__Requirements__:
Pick out each line of the material below that contains the string "balcony", treating uppercase and lowercase letters as different.

__Supplied data__:
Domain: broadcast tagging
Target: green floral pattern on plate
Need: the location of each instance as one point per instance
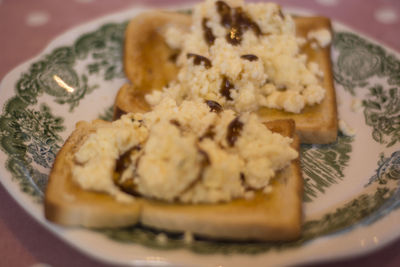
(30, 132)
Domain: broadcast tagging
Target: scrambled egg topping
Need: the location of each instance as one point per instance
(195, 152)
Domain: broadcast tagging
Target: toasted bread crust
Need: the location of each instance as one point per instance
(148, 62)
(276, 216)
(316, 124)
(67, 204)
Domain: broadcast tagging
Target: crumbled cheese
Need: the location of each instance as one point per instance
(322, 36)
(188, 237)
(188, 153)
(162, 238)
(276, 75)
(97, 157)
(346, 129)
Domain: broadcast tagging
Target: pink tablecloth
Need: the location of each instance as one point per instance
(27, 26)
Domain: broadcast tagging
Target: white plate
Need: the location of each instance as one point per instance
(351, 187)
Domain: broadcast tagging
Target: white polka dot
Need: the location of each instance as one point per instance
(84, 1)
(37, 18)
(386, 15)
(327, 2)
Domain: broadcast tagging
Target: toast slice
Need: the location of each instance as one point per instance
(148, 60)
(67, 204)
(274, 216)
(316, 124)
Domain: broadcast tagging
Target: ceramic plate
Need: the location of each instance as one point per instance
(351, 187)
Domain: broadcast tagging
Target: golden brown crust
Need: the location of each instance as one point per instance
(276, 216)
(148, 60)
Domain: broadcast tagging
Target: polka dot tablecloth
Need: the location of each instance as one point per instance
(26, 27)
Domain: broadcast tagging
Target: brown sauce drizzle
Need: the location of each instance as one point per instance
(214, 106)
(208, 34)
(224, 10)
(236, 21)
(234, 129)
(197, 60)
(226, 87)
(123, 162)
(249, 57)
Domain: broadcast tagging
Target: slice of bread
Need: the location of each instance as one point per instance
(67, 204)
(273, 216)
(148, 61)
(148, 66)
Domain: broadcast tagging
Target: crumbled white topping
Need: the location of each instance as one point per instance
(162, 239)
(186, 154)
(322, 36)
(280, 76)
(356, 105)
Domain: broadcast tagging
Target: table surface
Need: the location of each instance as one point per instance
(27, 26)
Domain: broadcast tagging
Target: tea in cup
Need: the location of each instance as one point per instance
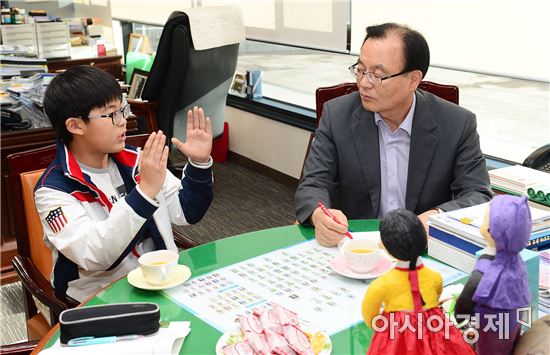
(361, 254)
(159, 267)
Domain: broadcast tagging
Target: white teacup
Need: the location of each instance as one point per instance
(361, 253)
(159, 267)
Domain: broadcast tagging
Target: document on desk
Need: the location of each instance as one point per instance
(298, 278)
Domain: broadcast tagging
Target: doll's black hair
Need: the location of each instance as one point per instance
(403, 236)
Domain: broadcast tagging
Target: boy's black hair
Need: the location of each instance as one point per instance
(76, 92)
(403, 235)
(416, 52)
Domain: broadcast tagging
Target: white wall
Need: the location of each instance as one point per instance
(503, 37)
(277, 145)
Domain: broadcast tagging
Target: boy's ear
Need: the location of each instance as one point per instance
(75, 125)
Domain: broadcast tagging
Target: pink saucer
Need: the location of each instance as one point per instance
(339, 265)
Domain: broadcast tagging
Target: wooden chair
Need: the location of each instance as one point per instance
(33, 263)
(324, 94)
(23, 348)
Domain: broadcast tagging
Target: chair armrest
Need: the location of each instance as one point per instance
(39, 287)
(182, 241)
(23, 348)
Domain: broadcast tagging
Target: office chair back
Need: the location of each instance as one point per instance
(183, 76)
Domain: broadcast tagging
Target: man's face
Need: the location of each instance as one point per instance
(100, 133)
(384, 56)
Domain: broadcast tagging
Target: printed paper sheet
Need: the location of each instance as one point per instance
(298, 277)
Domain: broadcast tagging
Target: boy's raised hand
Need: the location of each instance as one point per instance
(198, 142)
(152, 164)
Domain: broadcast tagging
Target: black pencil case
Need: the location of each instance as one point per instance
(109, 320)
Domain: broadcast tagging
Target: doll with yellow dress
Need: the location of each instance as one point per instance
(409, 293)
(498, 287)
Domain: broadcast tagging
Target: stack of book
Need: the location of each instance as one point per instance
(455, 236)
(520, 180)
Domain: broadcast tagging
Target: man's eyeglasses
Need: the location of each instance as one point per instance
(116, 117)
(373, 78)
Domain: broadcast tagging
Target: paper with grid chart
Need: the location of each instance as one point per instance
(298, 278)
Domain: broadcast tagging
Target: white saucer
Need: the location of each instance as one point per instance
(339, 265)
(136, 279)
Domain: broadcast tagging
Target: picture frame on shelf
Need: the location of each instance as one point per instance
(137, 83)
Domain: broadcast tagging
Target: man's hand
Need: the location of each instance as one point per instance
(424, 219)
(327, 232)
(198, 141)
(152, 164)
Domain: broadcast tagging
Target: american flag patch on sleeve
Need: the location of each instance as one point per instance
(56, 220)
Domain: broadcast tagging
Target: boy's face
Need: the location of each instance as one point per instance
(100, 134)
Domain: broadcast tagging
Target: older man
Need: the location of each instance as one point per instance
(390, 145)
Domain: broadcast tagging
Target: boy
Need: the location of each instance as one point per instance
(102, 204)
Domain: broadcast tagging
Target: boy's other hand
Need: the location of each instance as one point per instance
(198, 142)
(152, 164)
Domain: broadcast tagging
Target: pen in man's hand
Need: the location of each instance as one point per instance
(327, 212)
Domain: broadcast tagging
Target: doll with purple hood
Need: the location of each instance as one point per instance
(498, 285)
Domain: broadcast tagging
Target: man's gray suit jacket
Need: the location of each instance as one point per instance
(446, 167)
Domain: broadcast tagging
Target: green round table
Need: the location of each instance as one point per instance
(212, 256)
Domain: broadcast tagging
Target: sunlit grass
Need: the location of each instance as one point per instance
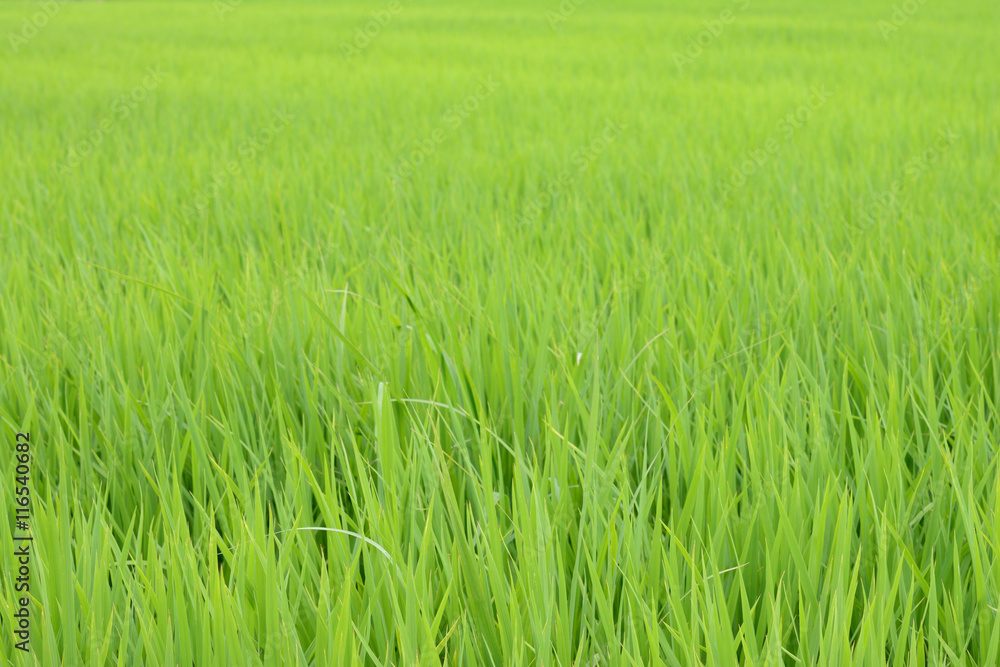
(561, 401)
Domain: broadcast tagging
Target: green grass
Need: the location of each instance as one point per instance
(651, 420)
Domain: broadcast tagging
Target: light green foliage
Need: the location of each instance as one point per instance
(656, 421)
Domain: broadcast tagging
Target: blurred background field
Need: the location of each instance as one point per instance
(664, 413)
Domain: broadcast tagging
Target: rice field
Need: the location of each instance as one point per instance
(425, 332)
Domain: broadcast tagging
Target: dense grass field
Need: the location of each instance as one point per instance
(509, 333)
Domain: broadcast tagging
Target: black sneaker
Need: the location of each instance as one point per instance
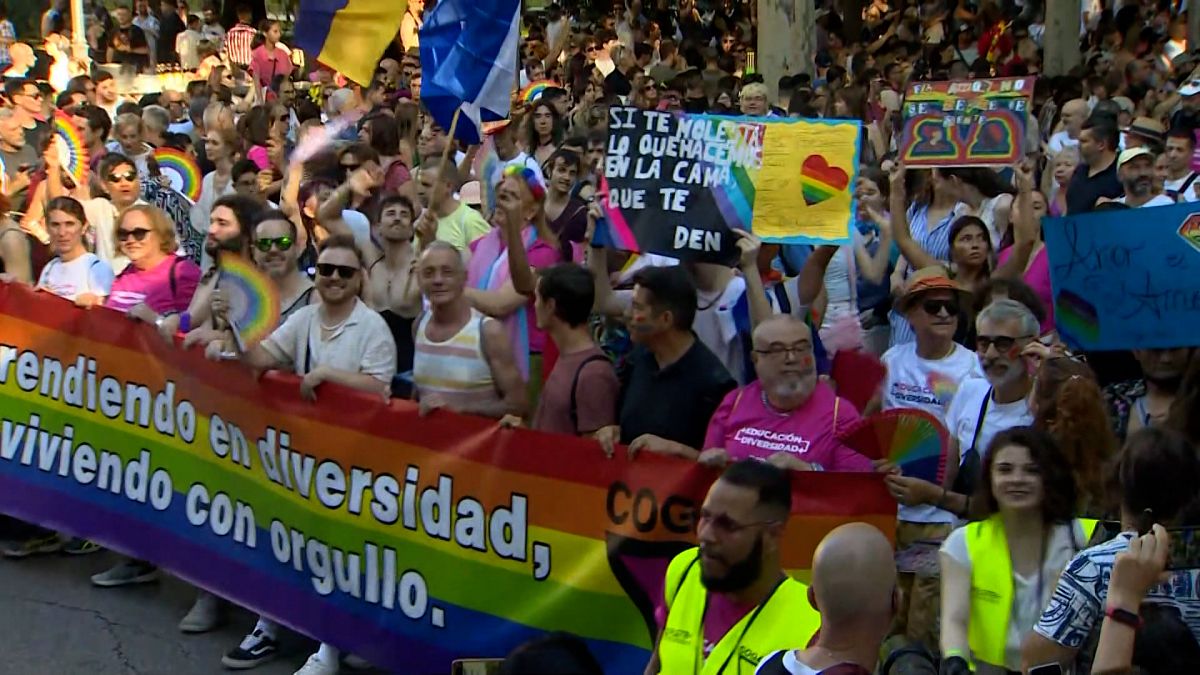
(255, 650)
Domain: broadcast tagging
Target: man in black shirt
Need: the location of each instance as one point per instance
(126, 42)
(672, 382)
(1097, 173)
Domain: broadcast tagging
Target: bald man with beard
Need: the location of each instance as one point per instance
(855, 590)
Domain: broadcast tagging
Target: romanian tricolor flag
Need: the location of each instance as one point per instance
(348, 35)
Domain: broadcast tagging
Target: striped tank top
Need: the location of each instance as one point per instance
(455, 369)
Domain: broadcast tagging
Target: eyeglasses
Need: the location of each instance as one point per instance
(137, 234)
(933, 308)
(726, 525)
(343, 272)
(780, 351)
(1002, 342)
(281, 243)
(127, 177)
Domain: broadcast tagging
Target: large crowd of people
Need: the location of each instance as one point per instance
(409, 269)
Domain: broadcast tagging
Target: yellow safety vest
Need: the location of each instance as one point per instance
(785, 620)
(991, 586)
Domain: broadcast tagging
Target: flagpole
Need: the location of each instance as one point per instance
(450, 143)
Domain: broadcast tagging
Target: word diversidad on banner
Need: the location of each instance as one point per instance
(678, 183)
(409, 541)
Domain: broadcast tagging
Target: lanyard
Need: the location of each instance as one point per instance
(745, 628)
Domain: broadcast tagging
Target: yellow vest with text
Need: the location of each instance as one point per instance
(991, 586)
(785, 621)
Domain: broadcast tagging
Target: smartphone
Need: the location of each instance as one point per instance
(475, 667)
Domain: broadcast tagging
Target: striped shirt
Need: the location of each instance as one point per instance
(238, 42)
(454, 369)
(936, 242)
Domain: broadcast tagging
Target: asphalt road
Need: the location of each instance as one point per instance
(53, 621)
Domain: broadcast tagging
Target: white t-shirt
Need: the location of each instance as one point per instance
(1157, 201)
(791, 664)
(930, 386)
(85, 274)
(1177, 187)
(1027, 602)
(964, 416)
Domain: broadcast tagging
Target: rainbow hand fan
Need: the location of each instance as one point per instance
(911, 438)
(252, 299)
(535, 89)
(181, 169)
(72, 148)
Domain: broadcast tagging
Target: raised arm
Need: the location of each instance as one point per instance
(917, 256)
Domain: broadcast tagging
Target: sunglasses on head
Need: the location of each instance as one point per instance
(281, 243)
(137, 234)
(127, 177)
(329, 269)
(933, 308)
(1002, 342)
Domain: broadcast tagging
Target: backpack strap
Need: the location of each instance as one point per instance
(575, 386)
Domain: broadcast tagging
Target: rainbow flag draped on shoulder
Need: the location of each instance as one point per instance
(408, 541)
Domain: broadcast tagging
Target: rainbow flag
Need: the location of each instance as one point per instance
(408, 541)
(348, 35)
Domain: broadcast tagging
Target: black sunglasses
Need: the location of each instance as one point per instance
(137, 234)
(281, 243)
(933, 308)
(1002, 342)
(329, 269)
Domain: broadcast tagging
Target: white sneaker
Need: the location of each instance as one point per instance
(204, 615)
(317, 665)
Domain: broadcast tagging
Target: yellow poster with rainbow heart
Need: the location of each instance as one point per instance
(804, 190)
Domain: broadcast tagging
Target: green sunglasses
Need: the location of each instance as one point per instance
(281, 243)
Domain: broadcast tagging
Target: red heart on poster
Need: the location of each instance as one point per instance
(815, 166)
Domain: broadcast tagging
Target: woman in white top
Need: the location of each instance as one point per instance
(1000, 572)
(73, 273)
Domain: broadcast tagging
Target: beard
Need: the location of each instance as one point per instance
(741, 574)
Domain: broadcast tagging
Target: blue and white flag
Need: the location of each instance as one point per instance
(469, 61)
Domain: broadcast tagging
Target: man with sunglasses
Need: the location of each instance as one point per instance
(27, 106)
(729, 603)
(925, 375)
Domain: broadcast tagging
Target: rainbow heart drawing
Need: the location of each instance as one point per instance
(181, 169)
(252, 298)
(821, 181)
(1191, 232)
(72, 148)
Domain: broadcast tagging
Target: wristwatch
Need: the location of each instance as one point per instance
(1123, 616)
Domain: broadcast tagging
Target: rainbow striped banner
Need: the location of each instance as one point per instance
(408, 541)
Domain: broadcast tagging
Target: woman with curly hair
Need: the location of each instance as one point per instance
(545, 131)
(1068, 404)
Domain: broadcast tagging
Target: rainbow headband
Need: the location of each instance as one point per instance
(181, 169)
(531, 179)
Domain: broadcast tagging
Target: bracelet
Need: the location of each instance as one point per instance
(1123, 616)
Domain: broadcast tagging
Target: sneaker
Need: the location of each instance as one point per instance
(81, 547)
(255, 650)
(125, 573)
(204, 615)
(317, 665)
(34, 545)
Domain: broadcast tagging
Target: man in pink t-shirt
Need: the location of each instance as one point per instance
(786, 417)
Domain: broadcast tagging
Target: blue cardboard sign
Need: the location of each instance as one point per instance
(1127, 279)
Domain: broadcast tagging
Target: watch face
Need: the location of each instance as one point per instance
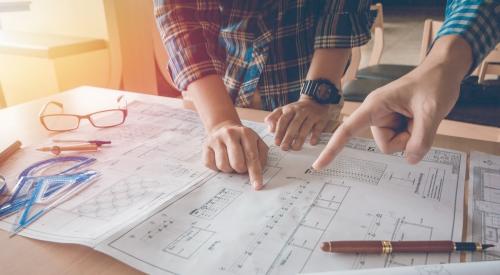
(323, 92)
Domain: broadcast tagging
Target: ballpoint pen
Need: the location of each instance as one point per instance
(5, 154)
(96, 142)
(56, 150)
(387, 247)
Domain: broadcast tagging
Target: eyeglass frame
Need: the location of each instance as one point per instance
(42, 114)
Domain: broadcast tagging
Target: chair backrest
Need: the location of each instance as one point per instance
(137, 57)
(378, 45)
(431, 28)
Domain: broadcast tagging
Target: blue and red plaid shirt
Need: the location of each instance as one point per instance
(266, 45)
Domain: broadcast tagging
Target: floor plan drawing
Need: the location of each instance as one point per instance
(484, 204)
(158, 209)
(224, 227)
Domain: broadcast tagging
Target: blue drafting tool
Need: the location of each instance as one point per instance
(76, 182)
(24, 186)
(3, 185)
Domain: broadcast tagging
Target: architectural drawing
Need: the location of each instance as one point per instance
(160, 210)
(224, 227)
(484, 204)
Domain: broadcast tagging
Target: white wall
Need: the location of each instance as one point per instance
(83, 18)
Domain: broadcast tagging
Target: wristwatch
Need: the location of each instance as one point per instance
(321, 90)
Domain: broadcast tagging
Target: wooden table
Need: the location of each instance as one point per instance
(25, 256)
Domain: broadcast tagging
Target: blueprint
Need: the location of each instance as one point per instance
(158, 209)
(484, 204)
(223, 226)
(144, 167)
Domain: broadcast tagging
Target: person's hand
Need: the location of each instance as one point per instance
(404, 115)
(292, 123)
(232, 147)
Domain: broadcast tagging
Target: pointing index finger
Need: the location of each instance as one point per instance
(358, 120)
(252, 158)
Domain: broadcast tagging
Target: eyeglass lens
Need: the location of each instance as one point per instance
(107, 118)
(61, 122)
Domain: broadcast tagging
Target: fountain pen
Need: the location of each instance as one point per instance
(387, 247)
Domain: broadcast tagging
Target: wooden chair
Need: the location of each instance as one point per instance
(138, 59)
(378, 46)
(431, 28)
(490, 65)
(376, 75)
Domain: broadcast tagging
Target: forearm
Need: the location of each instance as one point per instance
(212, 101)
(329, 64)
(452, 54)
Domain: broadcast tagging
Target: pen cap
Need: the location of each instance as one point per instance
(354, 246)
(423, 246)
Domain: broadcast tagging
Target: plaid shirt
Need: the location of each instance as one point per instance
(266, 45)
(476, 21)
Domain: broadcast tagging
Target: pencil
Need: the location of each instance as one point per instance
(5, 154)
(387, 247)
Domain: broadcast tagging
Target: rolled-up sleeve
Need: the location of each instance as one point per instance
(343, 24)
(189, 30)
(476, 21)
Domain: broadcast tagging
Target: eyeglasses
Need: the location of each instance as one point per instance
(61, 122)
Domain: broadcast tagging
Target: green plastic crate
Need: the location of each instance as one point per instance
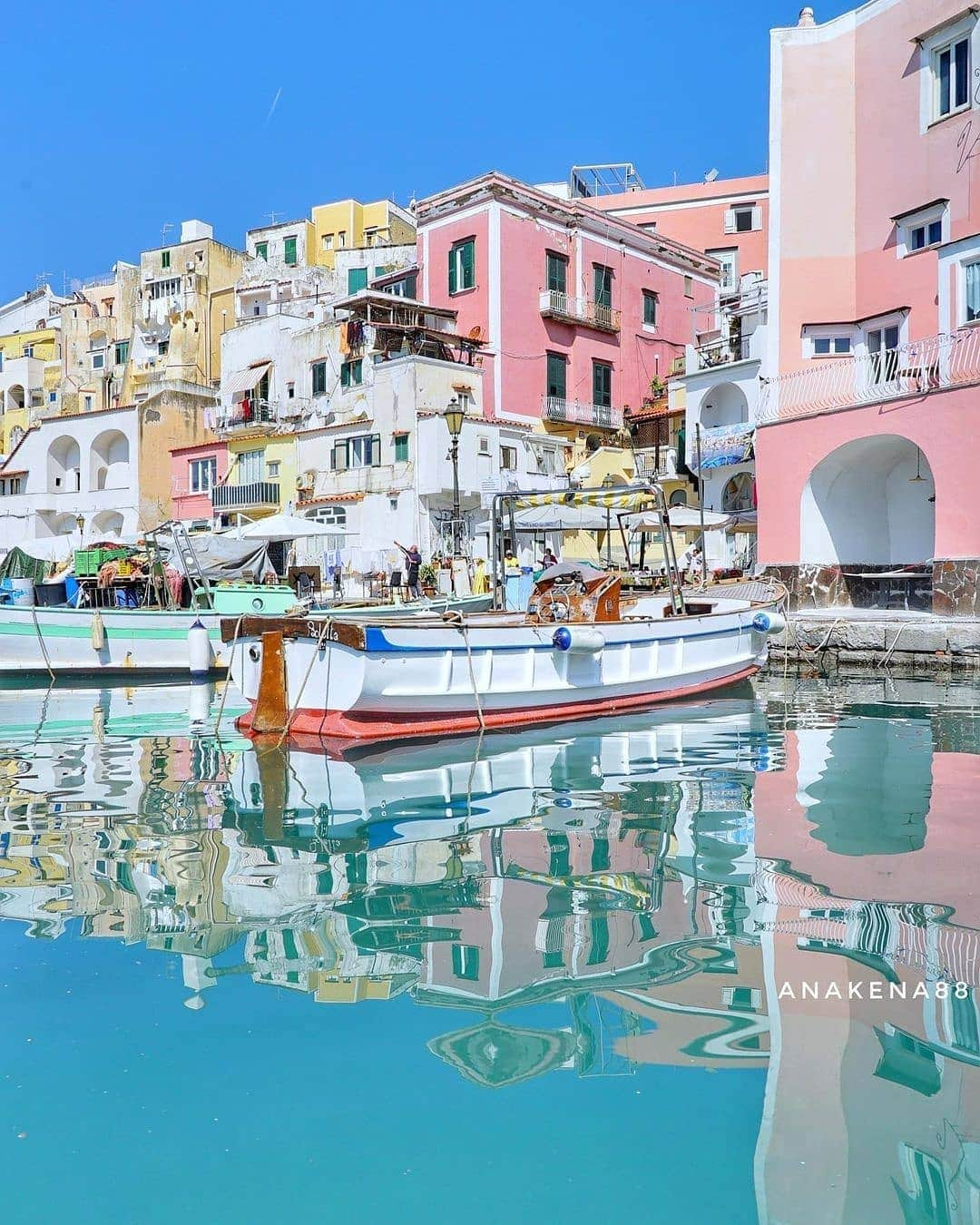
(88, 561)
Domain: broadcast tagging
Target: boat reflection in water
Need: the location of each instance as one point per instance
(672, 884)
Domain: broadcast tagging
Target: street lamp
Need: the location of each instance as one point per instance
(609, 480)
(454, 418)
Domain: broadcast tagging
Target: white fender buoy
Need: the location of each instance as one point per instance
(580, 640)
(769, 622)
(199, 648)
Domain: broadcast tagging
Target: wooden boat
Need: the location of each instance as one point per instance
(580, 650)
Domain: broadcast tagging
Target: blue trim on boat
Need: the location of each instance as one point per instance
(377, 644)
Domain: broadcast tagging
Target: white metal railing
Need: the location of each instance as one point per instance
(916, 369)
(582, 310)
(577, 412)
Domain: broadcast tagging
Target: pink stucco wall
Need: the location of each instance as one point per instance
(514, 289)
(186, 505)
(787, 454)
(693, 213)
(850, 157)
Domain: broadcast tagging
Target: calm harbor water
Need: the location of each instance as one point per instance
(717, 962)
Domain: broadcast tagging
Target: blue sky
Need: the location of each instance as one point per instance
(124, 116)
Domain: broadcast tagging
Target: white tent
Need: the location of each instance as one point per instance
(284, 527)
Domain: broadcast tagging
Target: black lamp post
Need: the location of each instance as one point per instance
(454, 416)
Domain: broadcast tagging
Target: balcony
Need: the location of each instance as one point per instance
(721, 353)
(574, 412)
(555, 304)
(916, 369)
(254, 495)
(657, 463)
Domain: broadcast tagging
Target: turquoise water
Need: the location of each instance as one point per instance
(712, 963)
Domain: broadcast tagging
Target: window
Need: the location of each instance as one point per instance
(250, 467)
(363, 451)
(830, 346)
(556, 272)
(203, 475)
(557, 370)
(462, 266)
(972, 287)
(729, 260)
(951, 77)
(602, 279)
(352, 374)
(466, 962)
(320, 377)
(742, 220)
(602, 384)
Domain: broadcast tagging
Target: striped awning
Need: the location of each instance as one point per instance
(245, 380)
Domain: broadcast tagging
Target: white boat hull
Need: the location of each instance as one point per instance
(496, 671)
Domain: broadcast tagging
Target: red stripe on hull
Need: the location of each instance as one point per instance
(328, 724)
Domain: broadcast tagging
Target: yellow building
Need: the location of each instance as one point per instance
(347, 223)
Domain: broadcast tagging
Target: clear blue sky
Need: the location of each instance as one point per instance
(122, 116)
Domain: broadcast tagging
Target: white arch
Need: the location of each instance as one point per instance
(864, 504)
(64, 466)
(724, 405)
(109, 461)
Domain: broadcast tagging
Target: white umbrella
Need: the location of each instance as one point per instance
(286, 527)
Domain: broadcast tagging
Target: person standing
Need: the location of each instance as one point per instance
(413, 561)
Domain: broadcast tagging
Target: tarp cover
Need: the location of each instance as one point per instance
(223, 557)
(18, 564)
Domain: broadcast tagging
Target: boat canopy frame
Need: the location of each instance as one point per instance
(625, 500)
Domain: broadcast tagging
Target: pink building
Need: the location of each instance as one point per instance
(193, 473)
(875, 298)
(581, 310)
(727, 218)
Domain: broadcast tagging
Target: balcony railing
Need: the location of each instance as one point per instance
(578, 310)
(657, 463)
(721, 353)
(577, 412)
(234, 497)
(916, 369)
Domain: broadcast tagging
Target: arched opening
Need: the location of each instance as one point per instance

__Result of the task__:
Target: balcony
Target: balcony railing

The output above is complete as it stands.